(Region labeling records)
──────
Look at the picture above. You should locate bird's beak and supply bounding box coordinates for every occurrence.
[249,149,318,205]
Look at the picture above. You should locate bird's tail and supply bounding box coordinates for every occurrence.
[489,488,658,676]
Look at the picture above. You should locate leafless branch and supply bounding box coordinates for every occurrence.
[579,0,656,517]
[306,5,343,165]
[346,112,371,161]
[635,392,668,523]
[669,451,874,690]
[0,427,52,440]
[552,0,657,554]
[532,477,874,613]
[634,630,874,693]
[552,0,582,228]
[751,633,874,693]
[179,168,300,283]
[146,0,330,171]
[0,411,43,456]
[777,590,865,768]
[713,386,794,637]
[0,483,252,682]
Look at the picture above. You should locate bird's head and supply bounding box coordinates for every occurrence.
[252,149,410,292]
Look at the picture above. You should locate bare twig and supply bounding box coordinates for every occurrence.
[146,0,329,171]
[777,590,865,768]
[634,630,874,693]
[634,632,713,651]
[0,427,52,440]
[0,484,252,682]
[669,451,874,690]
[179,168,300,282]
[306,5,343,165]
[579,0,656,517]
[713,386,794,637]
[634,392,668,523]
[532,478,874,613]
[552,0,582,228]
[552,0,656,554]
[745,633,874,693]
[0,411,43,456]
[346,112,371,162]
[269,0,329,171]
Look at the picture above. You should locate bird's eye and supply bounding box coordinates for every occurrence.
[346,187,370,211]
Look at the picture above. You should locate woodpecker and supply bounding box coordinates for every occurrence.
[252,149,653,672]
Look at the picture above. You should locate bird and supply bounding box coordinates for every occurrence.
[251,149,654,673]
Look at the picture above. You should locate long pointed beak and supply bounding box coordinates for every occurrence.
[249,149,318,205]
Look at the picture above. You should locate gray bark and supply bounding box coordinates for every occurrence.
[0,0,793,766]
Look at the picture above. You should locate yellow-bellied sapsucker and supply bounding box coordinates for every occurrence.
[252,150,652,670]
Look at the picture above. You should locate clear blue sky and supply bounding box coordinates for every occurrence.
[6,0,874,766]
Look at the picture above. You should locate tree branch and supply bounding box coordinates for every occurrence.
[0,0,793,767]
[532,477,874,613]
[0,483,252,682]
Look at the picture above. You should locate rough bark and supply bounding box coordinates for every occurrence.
──────
> Exercise requirements
Please copy out all of the lines above word for word.

> The result
Look at the picture above. You should locate bird's beak and supply bounding box coordinates for every occurrence.
[249,149,318,205]
Look at the picture above. You should locate bird's tail and supply bounding box coordinates for every occurrence.
[489,488,658,676]
Look at the picture above. You should locate leafless branch and supply bounding box coordinates for every occurrence.
[579,0,656,517]
[306,5,343,165]
[346,112,371,161]
[635,392,668,523]
[669,451,874,690]
[0,427,52,440]
[552,0,657,554]
[532,477,874,613]
[634,630,874,693]
[552,0,582,228]
[751,633,874,693]
[179,168,300,283]
[146,0,330,171]
[0,411,43,456]
[777,590,865,768]
[713,386,794,637]
[0,483,252,682]
Look at the picture above. You should locate bird's head and supply bounding box coordinates for every occurrence.
[252,149,410,292]
Look at the picture above. You should locate bare twig and supply bounding box coordinates for every occurrence.
[146,0,329,171]
[777,590,865,768]
[634,630,874,693]
[634,632,713,651]
[0,427,52,440]
[0,484,252,682]
[669,451,874,690]
[179,168,300,282]
[306,5,343,165]
[579,0,656,517]
[713,386,794,637]
[634,392,668,523]
[532,478,874,613]
[552,0,582,228]
[552,0,656,554]
[745,633,874,693]
[0,411,43,456]
[346,112,371,162]
[269,0,329,171]
Look at the picture above. You should locate bird's eye and supply bounding box coordinates for every occurrence.
[346,187,370,211]
Look at the picture above. You should locate woodpecker and supply bounding box coordinates for every occurrence.
[252,149,653,672]
Look at the picture above. You should locate bird and supply bounding box coordinates for every occurrence.
[251,149,654,673]
Look at the picture above. You should locate long pointed beak and supply bounding box coordinates for every occurrence.
[249,149,318,205]
Look at the picture above. You should locate gray bark and supply bounding box coordinates for every occurrence.
[0,0,793,766]
Look at the picture above. You should locate yellow-bellied sapsucker and supply bounding box coordinates for every occurrence.
[252,150,652,670]
Look at the picture above. You should locate clear blue sky and supply bounding box coordinates for every occurrence.
[6,0,874,766]
Look at the picture above. You should locate tree branch and supply bounding box coordinates for every occurrence.
[0,0,793,767]
[532,477,874,613]
[0,483,252,682]
Look at the picture above. You should locate rough bark and supply bounding box coordinates for every occurrence.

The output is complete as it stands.